* Begin RECORDS PROVIDED *
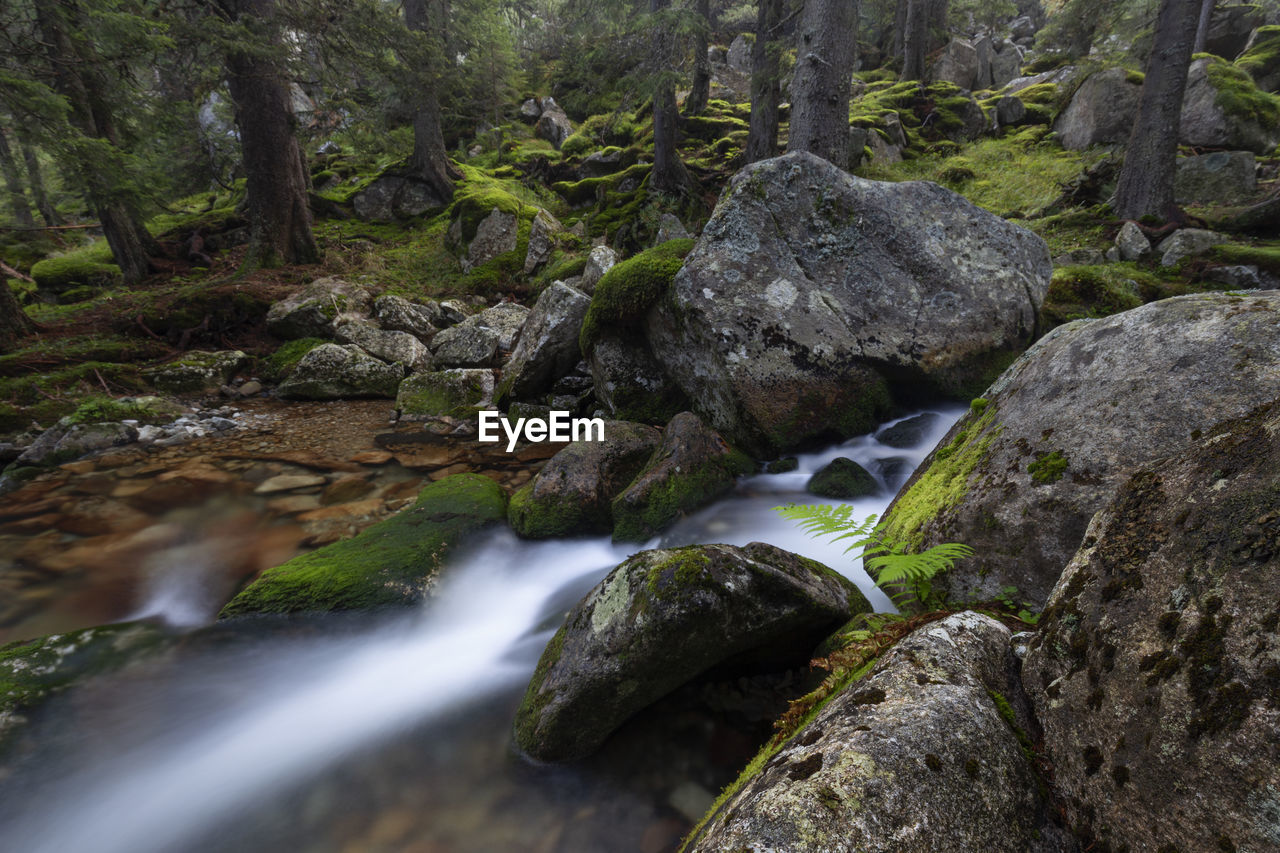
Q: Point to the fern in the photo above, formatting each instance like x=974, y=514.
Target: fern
x=901, y=574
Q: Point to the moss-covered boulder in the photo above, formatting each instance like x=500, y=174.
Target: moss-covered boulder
x=928, y=752
x=1019, y=477
x=392, y=562
x=661, y=619
x=196, y=372
x=842, y=478
x=574, y=492
x=451, y=393
x=333, y=372
x=1156, y=671
x=691, y=468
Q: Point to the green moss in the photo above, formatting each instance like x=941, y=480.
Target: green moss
x=630, y=287
x=392, y=562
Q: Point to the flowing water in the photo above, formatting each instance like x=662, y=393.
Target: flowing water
x=342, y=734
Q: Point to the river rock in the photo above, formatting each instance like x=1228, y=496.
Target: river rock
x=691, y=468
x=389, y=346
x=333, y=372
x=548, y=342
x=1219, y=177
x=661, y=619
x=392, y=562
x=1155, y=671
x=574, y=491
x=808, y=282
x=1205, y=123
x=1019, y=477
x=311, y=311
x=926, y=753
x=1101, y=112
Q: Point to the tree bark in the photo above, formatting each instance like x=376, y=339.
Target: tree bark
x=821, y=86
x=13, y=183
x=275, y=174
x=1146, y=185
x=762, y=137
x=700, y=90
x=430, y=159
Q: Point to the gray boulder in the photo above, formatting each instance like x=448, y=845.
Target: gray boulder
x=929, y=752
x=548, y=342
x=333, y=372
x=1205, y=123
x=808, y=281
x=1155, y=670
x=1101, y=112
x=1217, y=177
x=312, y=311
x=1019, y=477
x=663, y=617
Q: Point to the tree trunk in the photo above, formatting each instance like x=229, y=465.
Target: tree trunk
x=700, y=90
x=36, y=181
x=13, y=183
x=275, y=174
x=430, y=159
x=762, y=138
x=821, y=86
x=668, y=173
x=1146, y=186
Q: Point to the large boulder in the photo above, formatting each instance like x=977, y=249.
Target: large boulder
x=1156, y=671
x=548, y=342
x=1223, y=109
x=929, y=752
x=1101, y=112
x=1019, y=477
x=691, y=468
x=574, y=491
x=663, y=617
x=312, y=311
x=809, y=286
x=392, y=562
x=333, y=372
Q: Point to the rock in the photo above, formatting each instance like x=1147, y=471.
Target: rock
x=196, y=370
x=391, y=197
x=548, y=342
x=1019, y=478
x=661, y=619
x=599, y=261
x=1155, y=669
x=842, y=478
x=333, y=372
x=392, y=562
x=808, y=281
x=926, y=753
x=958, y=64
x=1187, y=242
x=1205, y=123
x=311, y=311
x=420, y=319
x=542, y=240
x=1101, y=112
x=574, y=491
x=452, y=393
x=496, y=235
x=398, y=347
x=691, y=468
x=1225, y=177
x=1132, y=242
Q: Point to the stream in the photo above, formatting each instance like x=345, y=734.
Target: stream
x=392, y=731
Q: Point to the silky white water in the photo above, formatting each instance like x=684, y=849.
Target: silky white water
x=302, y=706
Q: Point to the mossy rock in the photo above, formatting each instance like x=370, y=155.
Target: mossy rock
x=393, y=562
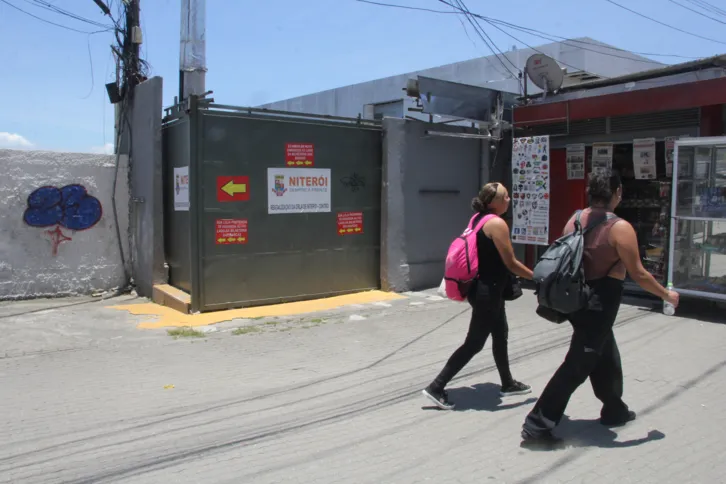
* End RECORDS PROVIDED *
# REQUIRED WORK
Output every line of the listing above as a JSON array of strings, one string per line, with blank lines skipped and the pictures left out.

# EXERCISE RESPONSE
[
  "Q: Point to the fern in the photo above, formatting each instance like x=974, y=514.",
  "Target: fern",
  "x=901, y=574",
  "Q: Point to the moss-covered boulder in the photo above, formatting each instance like x=500, y=174.",
  "Target: moss-covered boulder",
  "x=928, y=752",
  "x=1019, y=477",
  "x=392, y=562",
  "x=661, y=619",
  "x=196, y=372",
  "x=842, y=478",
  "x=574, y=492",
  "x=451, y=393",
  "x=333, y=372",
  "x=1156, y=671",
  "x=691, y=468",
  "Q: Point to the green moss in the photo above, formatting each instance like x=941, y=480.",
  "Target: green moss",
  "x=630, y=287",
  "x=392, y=562",
  "Q: Point to the flowing water in the photo above, formatting each instance like x=662, y=393.",
  "Target: flowing water",
  "x=342, y=734",
  "Q: Point to the river rock in the photo above, formatting each instance like x=1228, y=496.",
  "Target: river rock",
  "x=691, y=468",
  "x=389, y=346",
  "x=333, y=372",
  "x=548, y=342",
  "x=1219, y=177",
  "x=661, y=619",
  "x=392, y=562",
  "x=1155, y=671",
  "x=574, y=491",
  "x=808, y=282",
  "x=1205, y=123",
  "x=1019, y=477",
  "x=311, y=311",
  "x=926, y=753",
  "x=1101, y=112",
  "Q: Point to the tree bark in the photo above, formatting each instance like x=376, y=339.",
  "Target: tree bark",
  "x=821, y=86",
  "x=13, y=183",
  "x=275, y=174",
  "x=1146, y=185",
  "x=762, y=137",
  "x=700, y=90",
  "x=430, y=159",
  "Q: Point to the gray boulder in the photo above, formatting each instance like x=448, y=845.",
  "Target: gray boulder",
  "x=929, y=752",
  "x=548, y=342",
  "x=333, y=372",
  "x=1205, y=123",
  "x=808, y=281",
  "x=1155, y=670",
  "x=1101, y=112",
  "x=1217, y=177",
  "x=312, y=311",
  "x=1019, y=477",
  "x=663, y=617",
  "Q: Point to the tree trunk in the photo above, formatting each instance like x=229, y=465.",
  "Target: tree trunk",
  "x=700, y=90",
  "x=36, y=181",
  "x=13, y=183",
  "x=275, y=174",
  "x=430, y=159",
  "x=762, y=138",
  "x=821, y=86",
  "x=668, y=173",
  "x=1146, y=186",
  "Q: Point to the large boulder in the photo above, formatting each instance like x=977, y=249.",
  "Target: large boulder",
  "x=1156, y=671",
  "x=548, y=342",
  "x=1223, y=109",
  "x=929, y=752",
  "x=1101, y=112",
  "x=1019, y=477",
  "x=691, y=468",
  "x=574, y=491",
  "x=663, y=617",
  "x=312, y=311",
  "x=809, y=286",
  "x=392, y=562",
  "x=333, y=372",
  "Q: Point to the rock in the photo above, formatting each instance like x=1147, y=471.",
  "Target: rock",
  "x=196, y=370",
  "x=391, y=197",
  "x=548, y=342",
  "x=1019, y=478",
  "x=661, y=619",
  "x=599, y=261",
  "x=1155, y=669",
  "x=842, y=478",
  "x=333, y=372",
  "x=392, y=562",
  "x=808, y=281",
  "x=926, y=753",
  "x=958, y=64",
  "x=1187, y=242",
  "x=1205, y=123",
  "x=311, y=311",
  "x=420, y=319",
  "x=542, y=240",
  "x=1101, y=112",
  "x=574, y=491",
  "x=452, y=393",
  "x=496, y=235",
  "x=398, y=347",
  "x=691, y=468",
  "x=1225, y=177",
  "x=1132, y=242",
  "Q: Point to the stream in the photo above, formatting each instance like x=345, y=734.",
  "Target: stream",
  "x=392, y=731",
  "Q: Point to the silky white water in the photo above, formatting each instance like x=684, y=849.",
  "Target: silky white water",
  "x=302, y=706",
  "Q: Point to the mossy rock in the photo above, formatting each instance like x=370, y=155.",
  "Target: mossy rock",
  "x=393, y=562"
]